#### Task description
Below is a listing; write it out exactly and drop any images from it.

══════

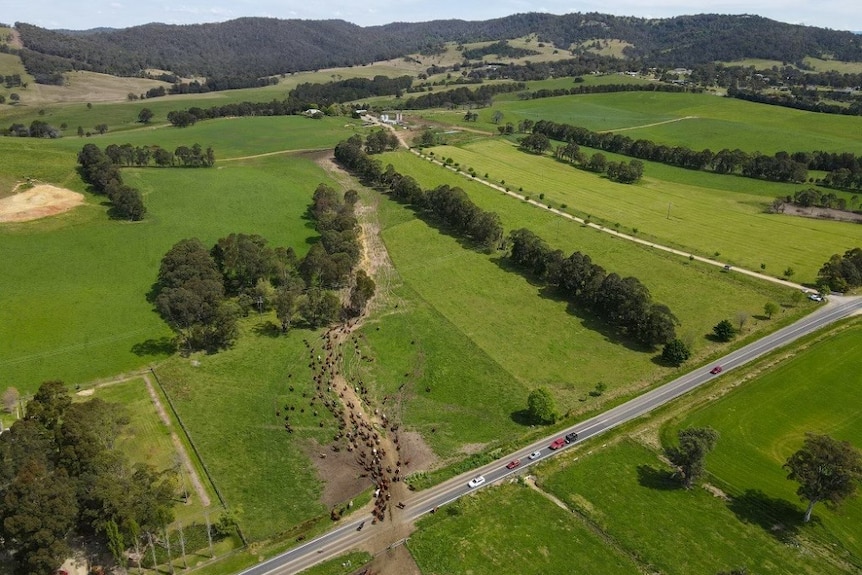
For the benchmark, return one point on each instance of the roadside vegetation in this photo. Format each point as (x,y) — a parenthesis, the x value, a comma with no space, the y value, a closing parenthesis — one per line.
(458,339)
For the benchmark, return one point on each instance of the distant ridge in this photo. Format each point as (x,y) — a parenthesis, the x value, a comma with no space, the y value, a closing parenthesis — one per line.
(268,46)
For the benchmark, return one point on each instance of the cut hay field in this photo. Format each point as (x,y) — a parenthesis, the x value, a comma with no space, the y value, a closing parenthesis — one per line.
(623,491)
(74,296)
(697,121)
(526,330)
(512,529)
(764,422)
(703,216)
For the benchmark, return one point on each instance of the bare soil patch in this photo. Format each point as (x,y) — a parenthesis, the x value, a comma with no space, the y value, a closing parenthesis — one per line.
(40,201)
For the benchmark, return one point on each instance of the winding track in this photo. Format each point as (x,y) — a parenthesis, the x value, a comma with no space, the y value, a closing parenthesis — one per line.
(347,536)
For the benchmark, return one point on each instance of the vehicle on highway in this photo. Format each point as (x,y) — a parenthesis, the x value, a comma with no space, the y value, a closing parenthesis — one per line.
(477,481)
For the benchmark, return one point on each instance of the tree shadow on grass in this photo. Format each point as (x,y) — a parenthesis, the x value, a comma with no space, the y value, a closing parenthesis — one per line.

══════

#### Written answer
For the benchmark, return one point on each instance of the roadside vegetation in this photo. Format each point as (x,y) — a parenthesis, the x value, a comma with no space, the y value, a closing parenthesis — one per line.
(458,339)
For the benchmark, return one point on each instance of the distant ridge in this photo. Format each point as (x,y) — a parenthesis, the x value, a comma with no space, the y value, a closing parenthesis — one per line.
(268,46)
For the benchmark, return one point on each instance of the cut hay field in this photo. Format each point as (x,y) — a parenthesis, the x value, a comma with no space, the y value, a closing parenthesis — one per line.
(623,491)
(74,296)
(697,121)
(526,330)
(512,529)
(764,422)
(703,216)
For the benchmark, return one point on each instance of the bare soil patch in this photo. Format each point as (x,y) — a parenthesis, the x value, a comma with no space, the y value, a closing parenthesis — one per line.
(40,201)
For the benchmark, return one point on each instance of the winding track in this photo. Format each point as (x,y) — a parenthesis, the x value, a comma with no space, the y value, a closing parenthesis — one per line.
(347,536)
For the benchmark, return one point on each instance of the vehicle on highway in this photo. Format each point as (x,y) — a parenthesis, the x value, a comma with no space, the y value, a closing parenthesis — one per line.
(477,481)
For the benchmark, return one point on each instance of the tree shadow on grass in this photo. Format each point as (x,y) — a parenthesis, the x value, a comma with no space, the y value, a closing parenthesis — one per line.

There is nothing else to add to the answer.